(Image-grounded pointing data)
+ + + +

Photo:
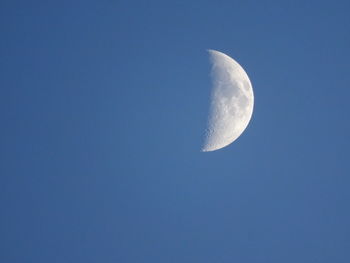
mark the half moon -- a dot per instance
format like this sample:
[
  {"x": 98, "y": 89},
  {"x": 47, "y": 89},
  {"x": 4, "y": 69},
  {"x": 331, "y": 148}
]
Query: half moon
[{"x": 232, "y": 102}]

+ + + +

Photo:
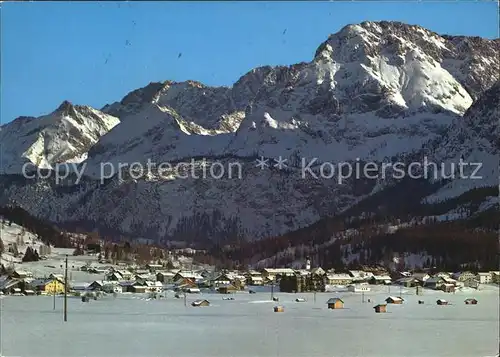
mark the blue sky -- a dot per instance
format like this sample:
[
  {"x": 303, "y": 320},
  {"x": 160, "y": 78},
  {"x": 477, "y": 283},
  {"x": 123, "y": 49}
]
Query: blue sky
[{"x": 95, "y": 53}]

+ + + +

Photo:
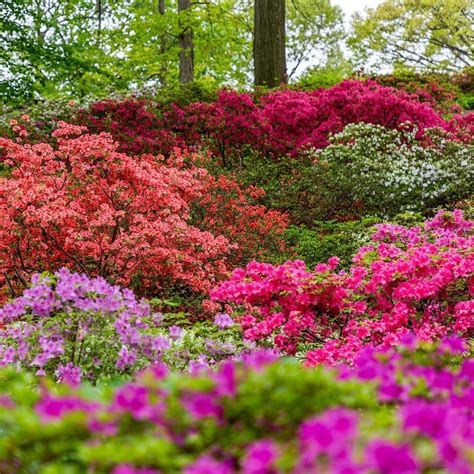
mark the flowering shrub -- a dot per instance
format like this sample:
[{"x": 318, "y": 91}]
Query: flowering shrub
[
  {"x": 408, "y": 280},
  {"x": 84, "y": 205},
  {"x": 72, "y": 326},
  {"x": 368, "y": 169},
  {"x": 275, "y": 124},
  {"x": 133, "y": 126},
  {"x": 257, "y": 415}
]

+ + + +

Which lines of the records above contain the word "mark"? Report each one.

mark the half moon -- a dot per instance
mark the blue sky -- a dot per instance
mark the flowering shrub -- a dot per instance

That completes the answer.